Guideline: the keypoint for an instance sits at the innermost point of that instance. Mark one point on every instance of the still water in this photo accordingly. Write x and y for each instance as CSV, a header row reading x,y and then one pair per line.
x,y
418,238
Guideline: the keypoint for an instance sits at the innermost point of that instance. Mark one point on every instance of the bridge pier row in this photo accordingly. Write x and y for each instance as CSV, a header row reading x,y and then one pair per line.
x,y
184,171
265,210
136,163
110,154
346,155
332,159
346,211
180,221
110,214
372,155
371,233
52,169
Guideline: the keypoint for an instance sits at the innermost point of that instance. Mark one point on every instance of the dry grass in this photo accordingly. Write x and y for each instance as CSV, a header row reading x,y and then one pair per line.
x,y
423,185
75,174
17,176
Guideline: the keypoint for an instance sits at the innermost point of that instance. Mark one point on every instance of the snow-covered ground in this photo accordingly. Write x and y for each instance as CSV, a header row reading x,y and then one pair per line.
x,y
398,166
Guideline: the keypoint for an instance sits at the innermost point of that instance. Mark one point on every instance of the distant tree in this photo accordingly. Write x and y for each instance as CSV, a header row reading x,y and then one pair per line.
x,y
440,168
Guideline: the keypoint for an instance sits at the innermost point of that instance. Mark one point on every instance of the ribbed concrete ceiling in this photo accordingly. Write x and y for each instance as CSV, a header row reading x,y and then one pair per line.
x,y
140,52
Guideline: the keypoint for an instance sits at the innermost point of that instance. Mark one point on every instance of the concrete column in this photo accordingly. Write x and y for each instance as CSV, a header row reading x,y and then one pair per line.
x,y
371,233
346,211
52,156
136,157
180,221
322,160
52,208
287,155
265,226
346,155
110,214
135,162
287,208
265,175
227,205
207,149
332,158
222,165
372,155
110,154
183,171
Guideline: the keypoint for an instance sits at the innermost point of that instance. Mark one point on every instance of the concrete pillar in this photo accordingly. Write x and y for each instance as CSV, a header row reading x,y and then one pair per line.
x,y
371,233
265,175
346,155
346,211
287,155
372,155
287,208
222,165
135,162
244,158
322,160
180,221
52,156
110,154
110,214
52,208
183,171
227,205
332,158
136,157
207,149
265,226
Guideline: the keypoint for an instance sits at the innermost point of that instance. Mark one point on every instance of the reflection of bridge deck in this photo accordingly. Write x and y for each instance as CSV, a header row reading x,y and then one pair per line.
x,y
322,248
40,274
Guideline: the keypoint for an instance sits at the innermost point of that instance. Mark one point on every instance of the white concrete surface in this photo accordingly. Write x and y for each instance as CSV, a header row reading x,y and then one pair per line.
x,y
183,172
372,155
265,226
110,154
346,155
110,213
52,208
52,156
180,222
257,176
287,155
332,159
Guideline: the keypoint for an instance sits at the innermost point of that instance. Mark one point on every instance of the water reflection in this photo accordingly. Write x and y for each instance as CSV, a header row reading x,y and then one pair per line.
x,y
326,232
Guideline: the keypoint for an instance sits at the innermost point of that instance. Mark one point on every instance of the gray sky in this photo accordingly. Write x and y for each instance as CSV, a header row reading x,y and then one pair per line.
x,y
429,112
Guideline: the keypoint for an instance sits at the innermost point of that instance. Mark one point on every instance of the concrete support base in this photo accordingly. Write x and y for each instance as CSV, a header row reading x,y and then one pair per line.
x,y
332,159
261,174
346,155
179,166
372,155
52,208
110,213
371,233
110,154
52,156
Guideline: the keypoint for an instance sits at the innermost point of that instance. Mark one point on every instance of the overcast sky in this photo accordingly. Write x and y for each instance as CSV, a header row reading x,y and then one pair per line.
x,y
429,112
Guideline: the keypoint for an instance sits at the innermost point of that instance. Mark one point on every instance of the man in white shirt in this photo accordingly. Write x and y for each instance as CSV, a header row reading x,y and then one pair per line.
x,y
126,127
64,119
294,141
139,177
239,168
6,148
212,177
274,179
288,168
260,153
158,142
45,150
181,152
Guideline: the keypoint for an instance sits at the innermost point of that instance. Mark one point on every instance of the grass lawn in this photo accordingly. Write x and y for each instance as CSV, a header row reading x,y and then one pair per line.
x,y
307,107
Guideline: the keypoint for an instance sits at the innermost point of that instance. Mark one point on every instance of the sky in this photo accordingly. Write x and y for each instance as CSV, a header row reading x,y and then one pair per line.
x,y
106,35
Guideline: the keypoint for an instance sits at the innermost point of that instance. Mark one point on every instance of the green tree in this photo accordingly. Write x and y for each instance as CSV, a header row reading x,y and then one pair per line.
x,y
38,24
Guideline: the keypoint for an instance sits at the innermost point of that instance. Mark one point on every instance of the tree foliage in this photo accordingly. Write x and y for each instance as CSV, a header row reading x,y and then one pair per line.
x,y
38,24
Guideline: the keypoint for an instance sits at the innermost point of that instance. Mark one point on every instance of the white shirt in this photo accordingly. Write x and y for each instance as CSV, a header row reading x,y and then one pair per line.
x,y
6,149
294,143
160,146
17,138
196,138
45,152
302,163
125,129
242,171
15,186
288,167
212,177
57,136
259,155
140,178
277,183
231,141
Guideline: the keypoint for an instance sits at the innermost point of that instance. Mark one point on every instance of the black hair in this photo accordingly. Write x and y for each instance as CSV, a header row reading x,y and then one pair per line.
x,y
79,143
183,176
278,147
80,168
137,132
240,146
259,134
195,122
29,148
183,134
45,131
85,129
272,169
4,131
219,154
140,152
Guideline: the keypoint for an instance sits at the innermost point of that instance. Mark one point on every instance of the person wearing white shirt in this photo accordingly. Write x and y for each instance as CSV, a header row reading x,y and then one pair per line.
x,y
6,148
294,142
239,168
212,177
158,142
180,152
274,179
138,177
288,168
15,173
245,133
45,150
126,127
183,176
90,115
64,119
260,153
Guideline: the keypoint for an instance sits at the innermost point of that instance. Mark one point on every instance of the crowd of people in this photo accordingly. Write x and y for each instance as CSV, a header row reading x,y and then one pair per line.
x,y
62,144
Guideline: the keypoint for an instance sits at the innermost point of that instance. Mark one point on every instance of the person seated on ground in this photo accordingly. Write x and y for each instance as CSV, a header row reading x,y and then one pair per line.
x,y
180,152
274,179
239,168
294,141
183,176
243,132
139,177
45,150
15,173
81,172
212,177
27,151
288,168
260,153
*****
GIVEN PROBLEM:
Output the entries exactly.

FULL SOLUTION:
Guideline: the keypoint for an instance sits at the innermost point of that instance. Mark one point on every instance of the still water in this photo accordingly. Write x and y for each instance as CSV, a header row reading x,y and then one pair per line.
x,y
418,238
Guideline: the keypoint for an instance sits at the innermost point of that instance. Mark one point on every instance of the bridge pier row in this photo accordingly. Write x and y for each instance as CSV, a header row reading x,y and then one pair per line.
x,y
184,171
265,210
136,163
110,154
346,155
332,159
346,211
180,221
110,214
372,155
371,233
52,169
Guideline: the keypoint for an instance sits at the innermost point of that instance. Mark one point on every instance of the dry grass in this photo accordingly. Write x and y for each instance as CSV, a header row reading x,y and then one pair per line.
x,y
423,185
75,174
17,176
Guideline: the keypoint for an instance sits at the innermost point of that instance. Mark one point on every instance of the snow-covered ground in this photo accordingly. Write x and y for each instance as CSV, a header row reading x,y and then one pair per line.
x,y
398,166
Guideline: the keypoint for an instance sits at the innermost point of that instance. Mark one point on every instance of the distant tree in this photo accordingly. Write x and y for each instance as CSV, a header row reading x,y and then one pair per line.
x,y
440,168
Guideline: the keypoint for an instance sits at the innermost point of that instance. Mark one point on every instance of the ribbed concrete ceiling in this photo accordingly. Write x and y for each instance as CSV, a header row reading x,y and then one pair per line.
x,y
140,52
Guideline: the keypoint for an instance sits at the innermost point of that instance. Mark one point on every instance of the concrete column in this photo accordingly. Write x and y for each instance as CSV, a header row reading x,y and then one pair per line.
x,y
371,233
346,211
52,156
136,157
180,221
322,160
52,208
287,155
265,226
346,155
110,214
135,162
287,208
265,175
227,205
207,149
332,158
222,165
372,155
110,154
183,171
Guideline: the keypoint for an instance sits at the innermost point of that instance. Mark one point on every instance of the concrete pillar in this photo accordingly. Write x and y for each instance as CSV, a header row reading x,y and then one pair per line.
x,y
371,233
265,175
346,155
346,211
287,155
372,155
287,208
222,165
135,162
244,158
322,160
180,221
52,156
110,154
110,214
52,208
183,171
227,205
332,158
136,157
207,149
265,226
Guideline: the keypoint for an instance sits at the innermost point of that instance. Mark one point on every instance of the reflection of bridge deck in this photo accordingly. Write x and y for each instance as CSV, a header row reading x,y and then one pair per line.
x,y
322,248
40,274
Guideline: the keypoint for an instance sits at the innermost point of that instance. Mark one point on every instance of the white concrete surface in this photo accordingly. Write x and y for each instance as CSV, a header row reading x,y and then one pair per line.
x,y
183,172
372,155
265,226
110,154
346,155
110,213
52,208
52,156
180,222
257,176
287,155
332,159
Guideline: the keypoint for an instance sits at the innermost point of that instance. Mark one point on every instance of the water reflection in this photo accordingly. Write x and y for each instance as CSV, a header row reading x,y and then one pair per line.
x,y
326,232
Guideline: the keypoint for an instance sits at the innermost point of that instance. Mark one point on every instance of the gray sky in this photo accordingly. Write x and y for each instance as CSV, a header row reading x,y and then one pair per line.
x,y
429,112
Guideline: the keypoint for an instance sits at the innermost point of that instance. Mark one point on every instance of the concrete support base in this photo accordingly. Write x and y for each instance as CSV, a header row reading x,y and then one pair per line.
x,y
332,159
261,174
346,155
179,166
372,155
52,208
110,213
371,233
110,154
52,156
Guideline: the keypoint for an instance sits at the innermost point of that instance. Mark one point on every instance of the overcast sky in this photo accordingly. Write x and y for each instance as CSV, a header row reading x,y and then one pair per line.
x,y
429,112
Guideline: the keypoint for an instance sits at the innermost point of that instance. Mark one point on every instance of the man in white shirt in this photo accordingly. Write x and y for each instance as CSV, a header row reading x,y and then one pair per line.
x,y
126,127
64,119
294,141
139,177
239,168
6,148
212,177
274,179
288,168
260,153
158,142
45,150
181,152
Guideline: the keypoint for an instance sits at the innermost point of that instance. Mark one point on every instance of the grass lawn in this photo accordingly. Write x and y for each instance as CSV, a header row reading x,y and then one pair per line.
x,y
307,107
Guideline: the keypoint for an instance sits at the innermost point of that instance. Mark one point on every instance of the sky in this photo accordingly. Write x and y for each instance as CSV, a header row reading x,y and then one pair per line.
x,y
106,35
Guideline: the keypoint for an instance sits at the innermost point of that instance. Mark one point on every instance of the green tree in this photo accordingly. Write x and y for each instance as CSV, a header row reading x,y and then one pair per line.
x,y
38,24
Guideline: the keypoint for an instance sits at the innermost point of that instance. Mark one point on every instance of the tree foliage in this photo accordingly. Write x and y for each instance as CSV, a header row reading x,y and then one pair per line.
x,y
38,24
Guideline: the keypoint for an instance sits at the innermost point of that instance. Mark one point on every instance of the white shirt in this photo accordingly. Write x and y for each instance as CSV, a header row reading x,y and then one pair per line.
x,y
6,149
294,143
160,146
17,138
196,138
45,152
302,163
125,129
242,171
15,186
288,167
212,177
57,136
259,155
140,178
277,183
231,141
Guideline: the keypoint for an instance sits at the innermost point of that instance. Mark one point on every instance of the black hair in this photo accordingly. Write x and y for each instance as CSV, a header row reading x,y and then one pair per line.
x,y
79,143
183,176
278,147
80,168
137,132
240,146
259,134
195,122
29,148
183,134
45,131
85,129
272,169
4,131
219,154
140,152
Guideline: the keypoint for an instance sits at the innermost point of that instance. Mark one point on every instance of the person wearing white shirt in this photo accordingly. Write x and y for each instance as CSV, a header row reading x,y and then one pair per line.
x,y
6,148
294,142
239,168
212,177
158,142
180,152
274,179
138,177
288,168
15,173
245,133
45,150
126,127
183,176
90,115
64,119
260,153
Guideline: the keypoint for an instance sits at the innermost point of that instance. Mark one point on every instance of the crowd of people in this photo accordingly. Write x and y for each instance as CSV, a header row reading x,y and then one pair per line.
x,y
62,144
Guideline: the keypoint for an instance sits at the innermost point of that instance. Mark one point on every instance of the person seated on ground in this photo accordingly. Write x and y for each instance as CSV, a header row reading x,y and then one pair per line.
x,y
180,152
274,179
239,168
294,141
183,176
243,132
139,177
45,150
15,173
81,172
212,177
27,151
288,168
260,153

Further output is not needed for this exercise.